Das mag das Ergebnis eines Arbeitsgerichtsprozesses sein. Der Gesetzgeber hat jedoch eindeutig geregelt, dass der Anspruch auf Krankengeld von dem Tag der ärztlichen Feststellung der Arbeitsunfähigkeit besteht (§ 46 Abs. 1 Nr. 2 SGB V) und dass er gem. § 49 Abs. 1 Nr. 1 SGB V ruht soweit Arbeitnehmende Arbeitseinkommen erhalten.

 

Also ruht der Anspruch auf Krankengeld nicht, wenn ein Anspruch auf Arbeitseinkommen vielleicht bestehen könnte, der Arbeitgeber aber nicht zahlt. Im Regelfall wird nach Hinweis auf diese Vorschrift von den Kassen Krankengeld gewährt. Toni kann sich aber nicht entschließen, sich dorthin zu wenden.

 

Gütetermin verlief ergebnislos

 

Angesichts des Sachverhalts will das Gericht dem krankschreibenden Arzt im späteren Kammertermin „auf den Zahn fühlen“, also konkret nachfragen, aufgrund welcher Untersuchung welche Diagnose gestellt wurde und wie es zu den konkreten Krankschreibungszeiten kam. Da Zeugen nur minimal entschädigt werden, sind Ärzte regelmäßig nicht gerade begeistert, wenn sie beim Gericht vorgeladen werden. In Richtung Arbeitgeber sagte das Gericht aber auch, man habe es noch nicht erlebt, dass ein Arzt einräume, ein Gefälligkeitsattest ausgestellt zu haben.

 

Einigung auf die Hälfte?

 

Wenn die Erfolgsaussichten mangels Zeugenbefragung noch nicht beurteilt werden können, geht der typische Vorschlag des Gerichts häufig dahin, der Arbeitgeber solle die Hälfte der Klageforderung zahlen. Eine solche Einigung wäre aber schlechter als der Krankengeldanspruch, daher zog Toni das hier auch hier nicht ernsthaft in Erwägung.

- **Erfasste Daten**
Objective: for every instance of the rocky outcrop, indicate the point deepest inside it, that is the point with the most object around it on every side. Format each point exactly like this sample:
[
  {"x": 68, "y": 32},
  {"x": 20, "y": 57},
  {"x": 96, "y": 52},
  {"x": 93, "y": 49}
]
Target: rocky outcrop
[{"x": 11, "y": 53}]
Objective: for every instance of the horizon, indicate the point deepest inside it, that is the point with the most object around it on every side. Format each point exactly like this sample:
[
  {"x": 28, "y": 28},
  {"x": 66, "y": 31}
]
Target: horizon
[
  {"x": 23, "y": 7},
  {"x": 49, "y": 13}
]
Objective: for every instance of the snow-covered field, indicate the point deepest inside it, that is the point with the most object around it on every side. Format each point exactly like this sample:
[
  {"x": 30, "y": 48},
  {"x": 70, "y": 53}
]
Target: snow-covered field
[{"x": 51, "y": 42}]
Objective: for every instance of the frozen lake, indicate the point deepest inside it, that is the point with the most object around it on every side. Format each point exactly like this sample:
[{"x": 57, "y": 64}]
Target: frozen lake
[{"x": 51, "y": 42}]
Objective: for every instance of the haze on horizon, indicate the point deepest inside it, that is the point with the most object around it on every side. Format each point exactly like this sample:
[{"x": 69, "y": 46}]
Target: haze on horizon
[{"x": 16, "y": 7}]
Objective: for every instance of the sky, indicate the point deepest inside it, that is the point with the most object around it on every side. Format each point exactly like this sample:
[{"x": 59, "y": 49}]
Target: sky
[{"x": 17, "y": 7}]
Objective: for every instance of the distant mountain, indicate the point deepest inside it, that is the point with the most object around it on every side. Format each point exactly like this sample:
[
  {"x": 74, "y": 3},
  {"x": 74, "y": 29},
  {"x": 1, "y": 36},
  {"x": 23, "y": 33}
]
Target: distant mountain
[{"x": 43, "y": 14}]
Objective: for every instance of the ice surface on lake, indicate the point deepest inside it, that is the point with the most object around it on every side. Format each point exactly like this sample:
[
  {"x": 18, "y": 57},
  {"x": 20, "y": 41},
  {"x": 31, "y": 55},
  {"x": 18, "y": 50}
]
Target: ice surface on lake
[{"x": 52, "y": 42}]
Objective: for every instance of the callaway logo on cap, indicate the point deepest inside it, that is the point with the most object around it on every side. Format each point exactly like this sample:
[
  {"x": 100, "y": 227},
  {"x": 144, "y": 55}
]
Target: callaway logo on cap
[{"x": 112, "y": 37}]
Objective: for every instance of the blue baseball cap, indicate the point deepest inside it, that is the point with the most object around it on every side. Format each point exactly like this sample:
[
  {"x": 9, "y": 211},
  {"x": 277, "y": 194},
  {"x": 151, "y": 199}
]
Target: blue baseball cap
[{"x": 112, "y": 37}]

- **Arbeitsaufträge**
#1 Ab welchem Tag besteht laut dem Auszug der Anspruch auf Krankengeld?
#2 Kopieren Sie aus dem Auszug wortgetreu den Abschnitt von „Also ruht der“ bis „dorthin zu wenden.“.
#3 Warum zog Toni laut dem Auszug eine Einigung auf die Hälfte der Klageforderung nicht ernsthaft in Erwägung?
Die Einträge werden für die Bearbeitung nicht gebraucht.

- **Lösungen**
#1 Ab dem Tag der ärztlichen Feststellung der Arbeitsunfähigkeit.

#2
Also ruht der Anspruch auf Krankengeld nicht, wenn ein Anspruch auf Arbeitseinkommen vielleicht bestehen könnte, der Arbeitgeber aber nicht zahlt. Im Regelfall wird nach Hinweis auf diese Vorschrift von den Kassen Krankengeld gewährt. Toni kann sich aber nicht entschließen, sich dorthin zu wenden.

#3 Eine solche Einigung wäre schlechter gewesen als der Anspruch auf Krankengeld.